● **REQUIREMENT**
Return each line of the records that contains the string "person", treating uppercase and lowercase as different.

** start of DATASET ENTRIES **

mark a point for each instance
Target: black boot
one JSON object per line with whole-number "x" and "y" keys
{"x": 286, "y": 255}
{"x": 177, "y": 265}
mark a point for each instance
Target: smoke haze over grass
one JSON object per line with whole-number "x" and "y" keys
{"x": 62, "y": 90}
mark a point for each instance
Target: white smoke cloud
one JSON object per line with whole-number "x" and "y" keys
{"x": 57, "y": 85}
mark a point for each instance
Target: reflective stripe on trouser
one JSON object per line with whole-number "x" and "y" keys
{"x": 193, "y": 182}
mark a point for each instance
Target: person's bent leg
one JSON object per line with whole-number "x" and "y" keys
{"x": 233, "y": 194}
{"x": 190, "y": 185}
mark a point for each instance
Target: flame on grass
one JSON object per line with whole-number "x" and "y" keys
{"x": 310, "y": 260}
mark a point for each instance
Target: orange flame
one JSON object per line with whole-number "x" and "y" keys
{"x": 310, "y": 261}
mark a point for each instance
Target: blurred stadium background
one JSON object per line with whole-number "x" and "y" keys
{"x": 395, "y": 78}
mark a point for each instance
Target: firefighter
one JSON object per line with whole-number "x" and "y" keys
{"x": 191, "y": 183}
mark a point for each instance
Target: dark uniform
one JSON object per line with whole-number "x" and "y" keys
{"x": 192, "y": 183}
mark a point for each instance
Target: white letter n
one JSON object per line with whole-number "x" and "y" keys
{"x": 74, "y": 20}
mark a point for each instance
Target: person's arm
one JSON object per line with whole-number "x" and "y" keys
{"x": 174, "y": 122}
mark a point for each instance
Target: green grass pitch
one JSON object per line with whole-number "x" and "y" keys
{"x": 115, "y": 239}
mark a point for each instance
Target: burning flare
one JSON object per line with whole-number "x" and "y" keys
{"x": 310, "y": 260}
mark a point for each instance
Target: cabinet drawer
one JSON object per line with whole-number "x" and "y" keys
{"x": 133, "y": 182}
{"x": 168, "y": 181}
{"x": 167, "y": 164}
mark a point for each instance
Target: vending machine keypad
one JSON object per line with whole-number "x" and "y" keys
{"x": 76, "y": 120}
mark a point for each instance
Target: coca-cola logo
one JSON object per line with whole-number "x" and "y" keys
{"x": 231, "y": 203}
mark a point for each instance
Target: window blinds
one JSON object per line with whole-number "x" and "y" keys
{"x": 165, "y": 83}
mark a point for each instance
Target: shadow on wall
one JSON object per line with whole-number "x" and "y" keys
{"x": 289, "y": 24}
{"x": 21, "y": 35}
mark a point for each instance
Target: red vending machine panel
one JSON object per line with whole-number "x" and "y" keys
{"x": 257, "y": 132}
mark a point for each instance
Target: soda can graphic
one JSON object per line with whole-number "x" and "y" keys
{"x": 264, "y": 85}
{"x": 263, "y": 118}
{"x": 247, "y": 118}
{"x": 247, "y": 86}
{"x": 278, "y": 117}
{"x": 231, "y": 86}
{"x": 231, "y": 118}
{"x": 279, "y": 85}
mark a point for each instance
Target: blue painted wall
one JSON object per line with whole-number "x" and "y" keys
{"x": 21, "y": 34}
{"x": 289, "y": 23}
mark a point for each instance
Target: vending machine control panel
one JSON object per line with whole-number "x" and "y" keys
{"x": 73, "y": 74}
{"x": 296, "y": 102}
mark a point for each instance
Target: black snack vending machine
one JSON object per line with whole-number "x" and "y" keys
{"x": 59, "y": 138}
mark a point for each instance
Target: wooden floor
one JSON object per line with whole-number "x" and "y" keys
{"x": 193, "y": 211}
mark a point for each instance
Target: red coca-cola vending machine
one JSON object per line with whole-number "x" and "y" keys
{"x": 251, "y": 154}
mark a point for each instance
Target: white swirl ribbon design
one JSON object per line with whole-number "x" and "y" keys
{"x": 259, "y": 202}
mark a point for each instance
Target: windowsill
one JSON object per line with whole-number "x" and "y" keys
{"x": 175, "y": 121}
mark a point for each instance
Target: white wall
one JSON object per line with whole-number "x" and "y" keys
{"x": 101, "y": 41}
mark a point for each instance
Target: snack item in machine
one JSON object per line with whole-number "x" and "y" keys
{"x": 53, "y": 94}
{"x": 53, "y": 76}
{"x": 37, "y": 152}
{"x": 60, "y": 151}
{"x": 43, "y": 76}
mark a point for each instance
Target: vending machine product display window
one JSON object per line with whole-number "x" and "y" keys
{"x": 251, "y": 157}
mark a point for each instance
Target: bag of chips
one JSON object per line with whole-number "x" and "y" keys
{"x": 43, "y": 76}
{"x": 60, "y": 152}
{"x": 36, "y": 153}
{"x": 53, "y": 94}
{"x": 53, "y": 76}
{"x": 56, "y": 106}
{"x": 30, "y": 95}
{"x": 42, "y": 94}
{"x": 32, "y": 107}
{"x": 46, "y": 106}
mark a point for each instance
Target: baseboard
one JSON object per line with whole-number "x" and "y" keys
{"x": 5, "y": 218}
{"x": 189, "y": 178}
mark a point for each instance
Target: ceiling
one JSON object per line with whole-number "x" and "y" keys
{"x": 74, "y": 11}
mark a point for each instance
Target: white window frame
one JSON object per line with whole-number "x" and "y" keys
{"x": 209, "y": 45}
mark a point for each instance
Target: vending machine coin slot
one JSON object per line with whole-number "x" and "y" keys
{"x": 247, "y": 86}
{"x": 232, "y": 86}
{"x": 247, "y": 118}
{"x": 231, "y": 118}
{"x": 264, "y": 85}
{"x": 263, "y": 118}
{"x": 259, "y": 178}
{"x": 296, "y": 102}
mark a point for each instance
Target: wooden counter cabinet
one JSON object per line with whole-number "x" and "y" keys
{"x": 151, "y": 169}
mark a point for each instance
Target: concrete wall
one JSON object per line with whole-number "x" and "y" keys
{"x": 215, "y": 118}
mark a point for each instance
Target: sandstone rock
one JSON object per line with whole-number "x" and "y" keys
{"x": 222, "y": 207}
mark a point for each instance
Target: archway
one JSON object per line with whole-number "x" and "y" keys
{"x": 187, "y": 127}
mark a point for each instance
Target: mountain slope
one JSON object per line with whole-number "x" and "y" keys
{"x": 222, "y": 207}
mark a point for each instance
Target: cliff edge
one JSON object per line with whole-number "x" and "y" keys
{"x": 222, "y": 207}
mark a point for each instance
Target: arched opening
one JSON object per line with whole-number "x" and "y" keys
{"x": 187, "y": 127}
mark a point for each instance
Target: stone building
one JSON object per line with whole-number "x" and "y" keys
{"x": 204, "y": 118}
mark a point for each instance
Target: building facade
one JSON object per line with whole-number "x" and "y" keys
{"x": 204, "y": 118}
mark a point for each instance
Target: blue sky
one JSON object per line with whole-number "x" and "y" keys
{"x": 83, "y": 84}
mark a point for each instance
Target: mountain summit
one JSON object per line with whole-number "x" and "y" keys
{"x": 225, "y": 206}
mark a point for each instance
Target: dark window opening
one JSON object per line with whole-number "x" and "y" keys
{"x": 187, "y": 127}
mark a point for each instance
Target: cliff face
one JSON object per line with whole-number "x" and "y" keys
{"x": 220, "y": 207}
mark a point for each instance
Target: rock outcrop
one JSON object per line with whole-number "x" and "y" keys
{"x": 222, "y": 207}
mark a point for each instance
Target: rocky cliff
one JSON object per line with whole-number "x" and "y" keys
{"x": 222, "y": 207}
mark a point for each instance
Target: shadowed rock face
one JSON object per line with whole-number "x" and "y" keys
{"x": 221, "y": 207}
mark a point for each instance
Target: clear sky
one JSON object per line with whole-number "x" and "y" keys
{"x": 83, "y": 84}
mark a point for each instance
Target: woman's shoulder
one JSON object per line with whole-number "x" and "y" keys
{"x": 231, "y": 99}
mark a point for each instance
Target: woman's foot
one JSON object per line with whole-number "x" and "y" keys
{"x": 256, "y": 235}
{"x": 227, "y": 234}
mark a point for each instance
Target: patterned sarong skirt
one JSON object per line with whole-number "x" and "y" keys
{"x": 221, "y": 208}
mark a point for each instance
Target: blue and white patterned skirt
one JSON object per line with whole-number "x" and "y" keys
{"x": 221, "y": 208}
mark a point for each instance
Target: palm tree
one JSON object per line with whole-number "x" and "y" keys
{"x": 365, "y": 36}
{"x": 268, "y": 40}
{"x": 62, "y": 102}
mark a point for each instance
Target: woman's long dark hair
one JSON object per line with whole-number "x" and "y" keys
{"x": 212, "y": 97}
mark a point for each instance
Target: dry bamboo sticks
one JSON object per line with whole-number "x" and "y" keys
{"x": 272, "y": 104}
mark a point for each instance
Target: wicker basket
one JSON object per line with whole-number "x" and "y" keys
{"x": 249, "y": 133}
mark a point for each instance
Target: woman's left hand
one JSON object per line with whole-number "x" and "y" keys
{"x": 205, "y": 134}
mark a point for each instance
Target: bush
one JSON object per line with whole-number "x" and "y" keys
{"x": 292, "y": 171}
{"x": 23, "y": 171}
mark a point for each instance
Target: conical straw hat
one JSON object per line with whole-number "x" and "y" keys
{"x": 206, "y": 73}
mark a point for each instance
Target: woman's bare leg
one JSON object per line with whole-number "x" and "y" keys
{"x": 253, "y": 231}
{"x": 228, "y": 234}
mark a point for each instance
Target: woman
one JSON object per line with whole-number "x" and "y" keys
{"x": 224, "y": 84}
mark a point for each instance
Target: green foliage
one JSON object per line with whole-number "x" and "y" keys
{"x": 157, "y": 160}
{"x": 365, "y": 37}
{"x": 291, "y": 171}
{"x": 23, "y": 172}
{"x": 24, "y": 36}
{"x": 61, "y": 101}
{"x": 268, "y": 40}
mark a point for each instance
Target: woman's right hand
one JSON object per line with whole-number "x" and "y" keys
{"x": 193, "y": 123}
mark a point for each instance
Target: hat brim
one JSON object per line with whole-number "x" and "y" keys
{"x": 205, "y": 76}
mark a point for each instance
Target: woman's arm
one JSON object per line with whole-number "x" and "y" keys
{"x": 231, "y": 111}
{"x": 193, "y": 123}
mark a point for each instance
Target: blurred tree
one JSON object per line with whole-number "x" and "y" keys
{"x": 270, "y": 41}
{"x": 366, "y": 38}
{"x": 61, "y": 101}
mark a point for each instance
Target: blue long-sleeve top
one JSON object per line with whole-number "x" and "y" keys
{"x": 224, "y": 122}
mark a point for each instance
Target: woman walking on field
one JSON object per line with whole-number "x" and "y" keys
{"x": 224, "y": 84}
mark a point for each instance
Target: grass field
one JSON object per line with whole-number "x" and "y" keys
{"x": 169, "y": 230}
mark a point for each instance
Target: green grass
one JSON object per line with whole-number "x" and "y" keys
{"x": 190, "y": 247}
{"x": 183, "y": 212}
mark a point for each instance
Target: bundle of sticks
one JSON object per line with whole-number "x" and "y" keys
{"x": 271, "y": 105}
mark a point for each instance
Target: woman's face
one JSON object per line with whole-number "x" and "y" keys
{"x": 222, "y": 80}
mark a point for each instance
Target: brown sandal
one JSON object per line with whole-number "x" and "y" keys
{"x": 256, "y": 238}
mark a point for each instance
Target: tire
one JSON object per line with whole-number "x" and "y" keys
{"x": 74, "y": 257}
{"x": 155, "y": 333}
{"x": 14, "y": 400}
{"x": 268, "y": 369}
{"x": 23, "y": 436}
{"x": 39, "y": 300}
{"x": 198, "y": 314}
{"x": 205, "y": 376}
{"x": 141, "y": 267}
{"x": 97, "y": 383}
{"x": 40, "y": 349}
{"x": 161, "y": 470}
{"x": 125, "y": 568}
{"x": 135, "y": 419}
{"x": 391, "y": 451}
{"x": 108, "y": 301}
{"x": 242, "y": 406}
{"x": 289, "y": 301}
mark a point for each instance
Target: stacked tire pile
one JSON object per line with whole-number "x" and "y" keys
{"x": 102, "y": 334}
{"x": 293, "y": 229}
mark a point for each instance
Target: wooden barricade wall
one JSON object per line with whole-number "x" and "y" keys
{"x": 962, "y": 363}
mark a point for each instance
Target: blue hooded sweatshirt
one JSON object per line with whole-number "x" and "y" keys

** end of DATASET ENTRIES **

● **FINISHED ANSWER**
Target: person's bent leg
Target: person's arm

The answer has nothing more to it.